WHAT IS BEING ASKED
Output each entry below as it stands, leaving out every picture.

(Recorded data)

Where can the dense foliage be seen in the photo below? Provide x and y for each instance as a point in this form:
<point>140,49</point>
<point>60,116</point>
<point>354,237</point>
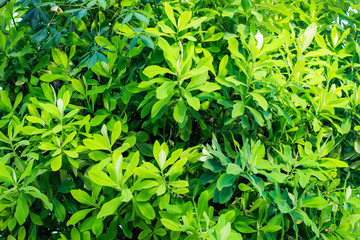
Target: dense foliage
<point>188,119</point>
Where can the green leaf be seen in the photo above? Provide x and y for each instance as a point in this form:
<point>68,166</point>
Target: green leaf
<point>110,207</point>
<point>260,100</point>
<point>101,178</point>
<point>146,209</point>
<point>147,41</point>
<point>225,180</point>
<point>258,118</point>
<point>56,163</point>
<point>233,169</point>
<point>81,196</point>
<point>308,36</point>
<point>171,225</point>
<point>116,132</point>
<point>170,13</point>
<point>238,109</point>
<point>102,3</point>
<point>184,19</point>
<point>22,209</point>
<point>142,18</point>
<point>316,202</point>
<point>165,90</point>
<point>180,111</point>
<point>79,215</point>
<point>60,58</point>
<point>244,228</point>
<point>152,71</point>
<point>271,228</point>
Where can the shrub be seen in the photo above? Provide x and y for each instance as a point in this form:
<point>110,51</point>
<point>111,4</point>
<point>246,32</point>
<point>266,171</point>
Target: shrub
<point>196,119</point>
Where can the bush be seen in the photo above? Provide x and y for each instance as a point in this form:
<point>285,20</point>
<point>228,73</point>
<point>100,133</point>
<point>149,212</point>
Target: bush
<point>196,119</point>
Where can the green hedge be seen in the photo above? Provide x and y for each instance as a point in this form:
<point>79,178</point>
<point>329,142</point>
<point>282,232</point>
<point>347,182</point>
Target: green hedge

RESULT OF THE EXERCISE
Where can the dense foliage be seen in the photo below? Provide x and y for each instance as a point in this form:
<point>140,49</point>
<point>60,116</point>
<point>354,237</point>
Target: dense foliage
<point>188,119</point>
Where can the green leaf be seen in the photo above? Provide x and y for each instance as a point in this form:
<point>68,166</point>
Target: green leaf
<point>110,207</point>
<point>260,100</point>
<point>101,178</point>
<point>146,209</point>
<point>147,41</point>
<point>225,180</point>
<point>258,118</point>
<point>56,163</point>
<point>233,169</point>
<point>81,196</point>
<point>308,36</point>
<point>171,225</point>
<point>116,132</point>
<point>170,13</point>
<point>238,109</point>
<point>102,3</point>
<point>184,19</point>
<point>22,209</point>
<point>142,18</point>
<point>316,202</point>
<point>165,90</point>
<point>180,111</point>
<point>79,215</point>
<point>60,58</point>
<point>244,228</point>
<point>152,71</point>
<point>271,228</point>
Where can the shrub be seen in the photo above? Provide x and y for each instance as a point in this form:
<point>110,51</point>
<point>111,4</point>
<point>246,32</point>
<point>266,171</point>
Target: shrub
<point>196,119</point>
Where can the bush be seen in the photo above? Provide x and y for each instance as a point in this form:
<point>285,20</point>
<point>228,73</point>
<point>100,133</point>
<point>149,212</point>
Target: bush
<point>196,119</point>
Where can the green hedge be seen in the photo above? Provide x and y for each instance as a point in this form:
<point>79,178</point>
<point>329,142</point>
<point>282,232</point>
<point>347,182</point>
Target: green hedge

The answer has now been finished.